[Opening PROVIDED MATERIAL section]

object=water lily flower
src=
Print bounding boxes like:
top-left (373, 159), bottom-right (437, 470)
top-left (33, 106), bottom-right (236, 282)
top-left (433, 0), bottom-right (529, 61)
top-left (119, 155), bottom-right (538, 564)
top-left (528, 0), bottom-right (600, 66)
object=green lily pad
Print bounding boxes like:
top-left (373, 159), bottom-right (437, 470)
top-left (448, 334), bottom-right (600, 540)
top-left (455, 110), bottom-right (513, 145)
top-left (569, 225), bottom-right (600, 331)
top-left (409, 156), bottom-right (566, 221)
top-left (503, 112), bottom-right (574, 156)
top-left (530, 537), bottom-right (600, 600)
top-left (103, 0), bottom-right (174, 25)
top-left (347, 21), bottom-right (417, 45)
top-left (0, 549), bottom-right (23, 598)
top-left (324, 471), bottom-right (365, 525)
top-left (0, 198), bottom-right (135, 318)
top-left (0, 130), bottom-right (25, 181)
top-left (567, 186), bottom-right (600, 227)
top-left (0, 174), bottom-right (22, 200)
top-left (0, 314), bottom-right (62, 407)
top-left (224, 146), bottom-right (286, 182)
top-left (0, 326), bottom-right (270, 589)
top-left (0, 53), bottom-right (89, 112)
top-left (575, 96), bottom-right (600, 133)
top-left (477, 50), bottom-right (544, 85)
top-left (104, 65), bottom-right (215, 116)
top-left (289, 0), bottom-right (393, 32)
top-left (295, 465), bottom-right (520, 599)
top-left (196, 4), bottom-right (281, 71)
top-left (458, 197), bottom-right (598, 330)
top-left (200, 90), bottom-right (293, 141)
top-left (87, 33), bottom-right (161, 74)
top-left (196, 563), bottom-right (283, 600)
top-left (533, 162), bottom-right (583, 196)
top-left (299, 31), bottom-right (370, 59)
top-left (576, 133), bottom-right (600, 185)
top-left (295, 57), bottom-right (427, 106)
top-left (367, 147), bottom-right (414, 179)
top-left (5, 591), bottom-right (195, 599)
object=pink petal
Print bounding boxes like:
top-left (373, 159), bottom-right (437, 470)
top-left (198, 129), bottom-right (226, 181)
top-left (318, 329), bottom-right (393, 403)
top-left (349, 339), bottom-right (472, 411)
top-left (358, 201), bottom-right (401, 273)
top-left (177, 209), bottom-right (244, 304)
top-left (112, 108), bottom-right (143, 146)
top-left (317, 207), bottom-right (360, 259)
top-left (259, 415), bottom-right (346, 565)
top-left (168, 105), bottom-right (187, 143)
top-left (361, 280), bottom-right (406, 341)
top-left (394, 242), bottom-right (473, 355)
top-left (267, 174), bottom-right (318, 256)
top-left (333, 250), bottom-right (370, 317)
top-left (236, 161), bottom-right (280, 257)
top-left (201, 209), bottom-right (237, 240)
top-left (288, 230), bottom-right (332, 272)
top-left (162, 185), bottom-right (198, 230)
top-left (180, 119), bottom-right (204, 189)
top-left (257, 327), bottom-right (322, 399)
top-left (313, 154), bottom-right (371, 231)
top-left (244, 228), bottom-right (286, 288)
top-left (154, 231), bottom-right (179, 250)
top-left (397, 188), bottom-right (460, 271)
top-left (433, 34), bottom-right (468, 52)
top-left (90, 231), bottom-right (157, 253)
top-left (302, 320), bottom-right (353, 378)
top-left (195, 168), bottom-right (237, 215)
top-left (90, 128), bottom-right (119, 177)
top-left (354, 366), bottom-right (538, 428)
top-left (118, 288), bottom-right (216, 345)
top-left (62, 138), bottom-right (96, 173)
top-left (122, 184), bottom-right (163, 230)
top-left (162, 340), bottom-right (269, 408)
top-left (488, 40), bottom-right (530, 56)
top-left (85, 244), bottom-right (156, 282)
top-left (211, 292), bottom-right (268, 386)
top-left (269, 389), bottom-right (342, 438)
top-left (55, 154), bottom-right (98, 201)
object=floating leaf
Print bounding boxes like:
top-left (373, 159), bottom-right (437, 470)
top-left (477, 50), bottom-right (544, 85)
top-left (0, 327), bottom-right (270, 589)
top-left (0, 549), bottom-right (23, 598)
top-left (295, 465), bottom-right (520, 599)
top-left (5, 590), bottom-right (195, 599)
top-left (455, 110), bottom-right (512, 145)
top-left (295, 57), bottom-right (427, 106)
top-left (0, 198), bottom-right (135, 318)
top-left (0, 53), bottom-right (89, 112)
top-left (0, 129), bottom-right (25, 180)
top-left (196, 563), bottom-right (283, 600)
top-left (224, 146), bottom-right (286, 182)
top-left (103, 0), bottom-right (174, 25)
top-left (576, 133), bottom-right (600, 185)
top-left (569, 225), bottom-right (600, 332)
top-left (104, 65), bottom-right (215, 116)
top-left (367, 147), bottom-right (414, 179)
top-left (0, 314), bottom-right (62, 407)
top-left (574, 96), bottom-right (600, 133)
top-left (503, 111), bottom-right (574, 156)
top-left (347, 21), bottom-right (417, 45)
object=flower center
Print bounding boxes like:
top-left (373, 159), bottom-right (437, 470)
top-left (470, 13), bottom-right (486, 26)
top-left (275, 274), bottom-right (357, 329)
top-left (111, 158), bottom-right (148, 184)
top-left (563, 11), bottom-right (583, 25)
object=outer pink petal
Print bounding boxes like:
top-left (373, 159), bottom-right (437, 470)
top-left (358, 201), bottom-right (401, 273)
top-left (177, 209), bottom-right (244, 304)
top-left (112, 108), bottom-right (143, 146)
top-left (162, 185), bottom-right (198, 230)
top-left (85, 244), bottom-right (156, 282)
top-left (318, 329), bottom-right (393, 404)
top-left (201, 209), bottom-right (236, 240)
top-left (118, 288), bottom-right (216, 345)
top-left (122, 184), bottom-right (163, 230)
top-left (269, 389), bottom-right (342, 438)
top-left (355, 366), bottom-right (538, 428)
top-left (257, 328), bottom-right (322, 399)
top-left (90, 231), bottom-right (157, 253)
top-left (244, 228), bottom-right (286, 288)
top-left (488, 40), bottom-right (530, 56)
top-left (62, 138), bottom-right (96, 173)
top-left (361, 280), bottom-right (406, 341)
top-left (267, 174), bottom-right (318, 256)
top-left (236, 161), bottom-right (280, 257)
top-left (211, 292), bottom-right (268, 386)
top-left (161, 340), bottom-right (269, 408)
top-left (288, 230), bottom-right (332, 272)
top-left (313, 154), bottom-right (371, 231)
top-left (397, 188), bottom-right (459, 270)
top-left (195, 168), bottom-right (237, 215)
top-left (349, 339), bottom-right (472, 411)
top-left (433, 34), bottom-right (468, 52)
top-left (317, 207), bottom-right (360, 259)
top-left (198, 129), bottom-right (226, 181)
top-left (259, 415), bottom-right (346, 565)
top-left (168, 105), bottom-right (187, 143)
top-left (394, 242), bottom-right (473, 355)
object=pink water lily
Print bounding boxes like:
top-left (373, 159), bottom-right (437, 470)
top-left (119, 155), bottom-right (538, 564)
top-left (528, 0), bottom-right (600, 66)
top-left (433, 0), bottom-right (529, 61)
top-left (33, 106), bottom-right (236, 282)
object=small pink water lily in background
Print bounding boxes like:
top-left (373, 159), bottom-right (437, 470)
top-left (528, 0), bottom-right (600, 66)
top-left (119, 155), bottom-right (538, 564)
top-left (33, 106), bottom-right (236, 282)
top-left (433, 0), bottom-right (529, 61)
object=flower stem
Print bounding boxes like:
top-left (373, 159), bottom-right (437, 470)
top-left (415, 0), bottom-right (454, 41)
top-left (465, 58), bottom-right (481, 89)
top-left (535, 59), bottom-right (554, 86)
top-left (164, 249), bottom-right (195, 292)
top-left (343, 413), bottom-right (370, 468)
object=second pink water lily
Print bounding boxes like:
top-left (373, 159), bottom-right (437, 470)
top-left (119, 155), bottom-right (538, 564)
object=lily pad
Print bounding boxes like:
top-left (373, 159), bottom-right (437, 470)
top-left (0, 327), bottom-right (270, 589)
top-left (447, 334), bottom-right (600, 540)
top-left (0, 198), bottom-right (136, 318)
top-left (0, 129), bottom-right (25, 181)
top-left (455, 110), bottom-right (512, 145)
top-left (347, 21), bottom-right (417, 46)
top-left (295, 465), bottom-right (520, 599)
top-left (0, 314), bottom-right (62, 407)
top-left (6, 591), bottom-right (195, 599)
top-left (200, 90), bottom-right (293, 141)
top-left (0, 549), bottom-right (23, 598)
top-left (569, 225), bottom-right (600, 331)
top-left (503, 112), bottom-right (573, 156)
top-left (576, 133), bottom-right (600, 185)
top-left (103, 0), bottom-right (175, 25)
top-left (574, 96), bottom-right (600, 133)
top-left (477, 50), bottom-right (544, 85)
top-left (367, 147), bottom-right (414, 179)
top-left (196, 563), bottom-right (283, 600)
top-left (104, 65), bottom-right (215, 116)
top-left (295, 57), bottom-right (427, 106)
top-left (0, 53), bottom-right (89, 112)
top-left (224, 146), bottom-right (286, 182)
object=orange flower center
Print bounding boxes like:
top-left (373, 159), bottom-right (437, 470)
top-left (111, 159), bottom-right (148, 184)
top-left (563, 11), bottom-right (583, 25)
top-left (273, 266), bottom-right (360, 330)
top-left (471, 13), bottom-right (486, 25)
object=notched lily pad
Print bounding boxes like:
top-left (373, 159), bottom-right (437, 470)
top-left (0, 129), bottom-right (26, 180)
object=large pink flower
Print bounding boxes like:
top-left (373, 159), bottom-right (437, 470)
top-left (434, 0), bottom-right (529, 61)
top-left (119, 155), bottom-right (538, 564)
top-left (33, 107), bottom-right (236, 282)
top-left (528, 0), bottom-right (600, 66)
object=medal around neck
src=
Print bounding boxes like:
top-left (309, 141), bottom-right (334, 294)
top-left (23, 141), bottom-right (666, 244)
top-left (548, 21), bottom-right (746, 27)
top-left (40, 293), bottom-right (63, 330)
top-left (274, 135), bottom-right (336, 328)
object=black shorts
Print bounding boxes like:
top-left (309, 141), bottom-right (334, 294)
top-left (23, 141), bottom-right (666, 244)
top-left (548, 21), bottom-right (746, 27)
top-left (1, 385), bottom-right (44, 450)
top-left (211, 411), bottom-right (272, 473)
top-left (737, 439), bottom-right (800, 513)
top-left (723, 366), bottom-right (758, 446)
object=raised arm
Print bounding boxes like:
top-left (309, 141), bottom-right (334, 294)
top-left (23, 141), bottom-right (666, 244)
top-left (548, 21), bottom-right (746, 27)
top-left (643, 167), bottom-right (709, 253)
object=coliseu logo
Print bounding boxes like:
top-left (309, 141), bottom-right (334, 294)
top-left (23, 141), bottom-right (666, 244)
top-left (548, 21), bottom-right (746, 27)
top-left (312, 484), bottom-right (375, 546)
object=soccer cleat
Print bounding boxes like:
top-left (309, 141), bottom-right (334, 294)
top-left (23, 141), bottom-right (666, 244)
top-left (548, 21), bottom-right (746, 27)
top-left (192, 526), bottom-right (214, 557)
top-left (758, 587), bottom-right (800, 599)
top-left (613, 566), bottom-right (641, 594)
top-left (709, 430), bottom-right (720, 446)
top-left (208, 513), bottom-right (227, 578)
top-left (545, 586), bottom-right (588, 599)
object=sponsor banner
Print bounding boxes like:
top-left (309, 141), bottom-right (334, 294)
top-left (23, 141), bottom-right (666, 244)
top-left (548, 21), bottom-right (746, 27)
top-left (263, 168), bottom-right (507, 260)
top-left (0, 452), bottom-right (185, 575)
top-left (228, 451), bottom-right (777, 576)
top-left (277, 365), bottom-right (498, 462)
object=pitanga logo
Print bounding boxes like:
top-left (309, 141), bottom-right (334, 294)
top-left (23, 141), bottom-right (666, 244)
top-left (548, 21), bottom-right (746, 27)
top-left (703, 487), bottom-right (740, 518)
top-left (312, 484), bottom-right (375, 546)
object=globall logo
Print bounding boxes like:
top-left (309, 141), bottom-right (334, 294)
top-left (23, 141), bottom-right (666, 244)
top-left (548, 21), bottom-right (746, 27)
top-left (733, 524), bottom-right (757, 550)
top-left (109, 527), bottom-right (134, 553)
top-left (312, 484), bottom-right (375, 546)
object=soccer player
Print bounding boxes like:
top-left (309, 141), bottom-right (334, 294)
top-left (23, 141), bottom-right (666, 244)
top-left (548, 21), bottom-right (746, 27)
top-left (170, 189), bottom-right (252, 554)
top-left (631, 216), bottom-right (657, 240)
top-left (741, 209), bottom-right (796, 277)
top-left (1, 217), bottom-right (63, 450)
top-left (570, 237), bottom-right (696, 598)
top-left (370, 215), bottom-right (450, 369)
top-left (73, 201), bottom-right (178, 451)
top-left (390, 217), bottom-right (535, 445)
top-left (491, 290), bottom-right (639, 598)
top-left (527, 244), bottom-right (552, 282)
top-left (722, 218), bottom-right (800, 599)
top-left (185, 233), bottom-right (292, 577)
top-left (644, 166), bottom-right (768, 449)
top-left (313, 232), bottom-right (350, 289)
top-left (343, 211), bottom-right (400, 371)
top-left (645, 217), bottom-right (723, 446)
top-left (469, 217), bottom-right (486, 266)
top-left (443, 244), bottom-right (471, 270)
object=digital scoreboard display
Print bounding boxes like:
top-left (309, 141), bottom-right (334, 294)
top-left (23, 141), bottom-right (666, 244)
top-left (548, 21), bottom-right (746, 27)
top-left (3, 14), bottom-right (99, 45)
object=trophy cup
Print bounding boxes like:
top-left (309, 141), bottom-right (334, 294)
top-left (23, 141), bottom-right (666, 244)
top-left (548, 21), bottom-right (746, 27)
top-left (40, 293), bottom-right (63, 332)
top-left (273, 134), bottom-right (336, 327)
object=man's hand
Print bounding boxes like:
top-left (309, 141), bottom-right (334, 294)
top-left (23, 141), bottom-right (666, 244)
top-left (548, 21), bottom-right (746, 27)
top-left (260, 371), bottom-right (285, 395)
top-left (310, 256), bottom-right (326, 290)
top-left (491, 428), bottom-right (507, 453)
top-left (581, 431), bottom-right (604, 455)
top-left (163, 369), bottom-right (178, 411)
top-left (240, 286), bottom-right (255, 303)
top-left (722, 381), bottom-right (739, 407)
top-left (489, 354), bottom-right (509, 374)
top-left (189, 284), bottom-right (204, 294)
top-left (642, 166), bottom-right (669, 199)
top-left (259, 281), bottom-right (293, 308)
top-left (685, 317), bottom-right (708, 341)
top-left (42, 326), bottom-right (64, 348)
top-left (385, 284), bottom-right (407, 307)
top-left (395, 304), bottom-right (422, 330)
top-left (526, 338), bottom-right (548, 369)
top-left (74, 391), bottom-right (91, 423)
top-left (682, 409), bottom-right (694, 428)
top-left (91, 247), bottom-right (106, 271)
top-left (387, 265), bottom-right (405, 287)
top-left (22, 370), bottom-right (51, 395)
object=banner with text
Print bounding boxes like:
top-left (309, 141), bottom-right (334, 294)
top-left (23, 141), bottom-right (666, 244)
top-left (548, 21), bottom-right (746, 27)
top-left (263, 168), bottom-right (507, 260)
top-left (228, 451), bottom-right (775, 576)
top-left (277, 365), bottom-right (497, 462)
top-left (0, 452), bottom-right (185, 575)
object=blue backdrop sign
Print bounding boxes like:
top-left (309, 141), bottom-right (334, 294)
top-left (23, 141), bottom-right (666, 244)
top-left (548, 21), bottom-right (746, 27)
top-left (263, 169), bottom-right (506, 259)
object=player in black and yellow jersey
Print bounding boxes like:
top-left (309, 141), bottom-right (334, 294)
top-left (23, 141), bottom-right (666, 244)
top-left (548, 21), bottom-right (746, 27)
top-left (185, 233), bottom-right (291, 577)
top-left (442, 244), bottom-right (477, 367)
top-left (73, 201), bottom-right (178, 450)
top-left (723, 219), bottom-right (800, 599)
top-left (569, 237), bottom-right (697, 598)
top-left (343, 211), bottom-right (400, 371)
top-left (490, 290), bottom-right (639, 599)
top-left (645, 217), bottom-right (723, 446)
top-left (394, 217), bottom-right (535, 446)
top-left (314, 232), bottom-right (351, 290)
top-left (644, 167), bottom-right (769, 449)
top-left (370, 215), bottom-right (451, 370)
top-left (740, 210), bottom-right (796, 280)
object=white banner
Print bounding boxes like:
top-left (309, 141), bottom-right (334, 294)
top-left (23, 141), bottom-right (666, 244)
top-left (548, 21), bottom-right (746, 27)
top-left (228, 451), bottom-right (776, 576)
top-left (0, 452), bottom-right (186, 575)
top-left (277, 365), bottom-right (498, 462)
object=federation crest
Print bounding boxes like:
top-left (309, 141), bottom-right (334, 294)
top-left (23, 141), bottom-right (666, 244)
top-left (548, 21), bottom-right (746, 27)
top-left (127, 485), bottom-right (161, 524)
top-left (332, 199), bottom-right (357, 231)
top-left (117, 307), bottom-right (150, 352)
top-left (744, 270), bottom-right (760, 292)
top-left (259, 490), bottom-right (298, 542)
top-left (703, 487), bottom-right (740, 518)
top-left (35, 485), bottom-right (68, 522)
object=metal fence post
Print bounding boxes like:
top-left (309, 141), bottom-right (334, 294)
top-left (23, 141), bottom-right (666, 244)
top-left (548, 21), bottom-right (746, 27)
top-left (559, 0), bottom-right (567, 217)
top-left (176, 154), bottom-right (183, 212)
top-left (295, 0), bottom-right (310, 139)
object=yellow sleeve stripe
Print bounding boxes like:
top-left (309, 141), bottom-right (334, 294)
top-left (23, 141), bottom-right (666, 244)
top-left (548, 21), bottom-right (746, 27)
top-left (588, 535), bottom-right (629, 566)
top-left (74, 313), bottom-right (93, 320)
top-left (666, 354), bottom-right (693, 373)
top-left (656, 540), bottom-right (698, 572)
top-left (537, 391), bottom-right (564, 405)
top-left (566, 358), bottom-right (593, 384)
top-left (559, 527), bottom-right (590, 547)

[Closing PROVIDED MATERIAL section]

--- WHAT TO DO ---
If a line in the records contains the word "center", copy it out.

--- SOLUTION TO THE EXERCISE ---
object=flower center
object=orange flower center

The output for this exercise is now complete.